--- To do ---
In the entries below, find the lines that contain the word "naming" and copy them.

· · ·

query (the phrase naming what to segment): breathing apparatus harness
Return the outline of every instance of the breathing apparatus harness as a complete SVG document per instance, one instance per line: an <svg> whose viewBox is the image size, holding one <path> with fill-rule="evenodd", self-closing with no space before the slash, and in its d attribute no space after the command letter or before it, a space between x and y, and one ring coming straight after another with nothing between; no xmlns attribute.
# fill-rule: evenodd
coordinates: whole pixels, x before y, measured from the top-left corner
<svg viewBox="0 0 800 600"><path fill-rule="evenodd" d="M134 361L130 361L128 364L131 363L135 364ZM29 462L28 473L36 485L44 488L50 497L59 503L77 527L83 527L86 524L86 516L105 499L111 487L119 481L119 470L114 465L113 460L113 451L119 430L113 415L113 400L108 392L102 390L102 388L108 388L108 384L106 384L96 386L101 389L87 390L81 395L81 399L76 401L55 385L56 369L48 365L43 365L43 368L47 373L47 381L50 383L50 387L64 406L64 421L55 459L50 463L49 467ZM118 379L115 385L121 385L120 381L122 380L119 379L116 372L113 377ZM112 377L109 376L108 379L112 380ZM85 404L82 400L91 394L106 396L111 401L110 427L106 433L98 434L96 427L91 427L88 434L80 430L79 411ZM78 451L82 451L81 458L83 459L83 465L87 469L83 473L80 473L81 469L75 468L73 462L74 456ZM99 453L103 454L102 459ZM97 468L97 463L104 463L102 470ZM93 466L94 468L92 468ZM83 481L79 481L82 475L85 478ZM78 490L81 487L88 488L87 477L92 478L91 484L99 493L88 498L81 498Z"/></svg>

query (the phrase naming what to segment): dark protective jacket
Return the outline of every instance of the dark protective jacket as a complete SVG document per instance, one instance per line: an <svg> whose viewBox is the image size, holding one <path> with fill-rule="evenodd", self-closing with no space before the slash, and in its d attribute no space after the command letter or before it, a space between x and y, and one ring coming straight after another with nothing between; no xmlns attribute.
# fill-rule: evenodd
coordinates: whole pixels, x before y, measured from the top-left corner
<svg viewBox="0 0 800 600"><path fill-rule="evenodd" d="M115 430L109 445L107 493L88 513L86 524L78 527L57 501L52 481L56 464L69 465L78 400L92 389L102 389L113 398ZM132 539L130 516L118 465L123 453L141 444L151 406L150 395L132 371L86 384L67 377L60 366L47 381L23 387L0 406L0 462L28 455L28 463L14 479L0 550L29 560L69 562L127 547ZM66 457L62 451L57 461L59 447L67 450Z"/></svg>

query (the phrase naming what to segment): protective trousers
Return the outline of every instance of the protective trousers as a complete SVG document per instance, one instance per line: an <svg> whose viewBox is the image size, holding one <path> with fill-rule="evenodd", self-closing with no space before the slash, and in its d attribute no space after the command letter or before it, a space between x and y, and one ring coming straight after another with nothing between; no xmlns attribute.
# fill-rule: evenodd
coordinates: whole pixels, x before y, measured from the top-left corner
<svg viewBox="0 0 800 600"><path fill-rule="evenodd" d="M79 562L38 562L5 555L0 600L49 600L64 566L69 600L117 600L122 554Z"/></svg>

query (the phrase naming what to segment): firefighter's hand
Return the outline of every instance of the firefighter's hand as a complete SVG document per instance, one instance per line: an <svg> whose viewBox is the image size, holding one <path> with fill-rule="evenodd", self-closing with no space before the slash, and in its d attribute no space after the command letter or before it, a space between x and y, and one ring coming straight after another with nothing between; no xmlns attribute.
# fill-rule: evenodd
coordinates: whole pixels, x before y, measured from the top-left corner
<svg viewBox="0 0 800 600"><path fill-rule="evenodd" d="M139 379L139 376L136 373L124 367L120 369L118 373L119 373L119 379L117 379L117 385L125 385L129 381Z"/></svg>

· · ·

--- Expected output ---
query (the phrase naming what to segment): breathing apparatus harness
query (the phrase naming what to segment): dark protective jacket
query (the phrase naming what to segment): protective trousers
query (the phrase naming what to segment): firefighter's hand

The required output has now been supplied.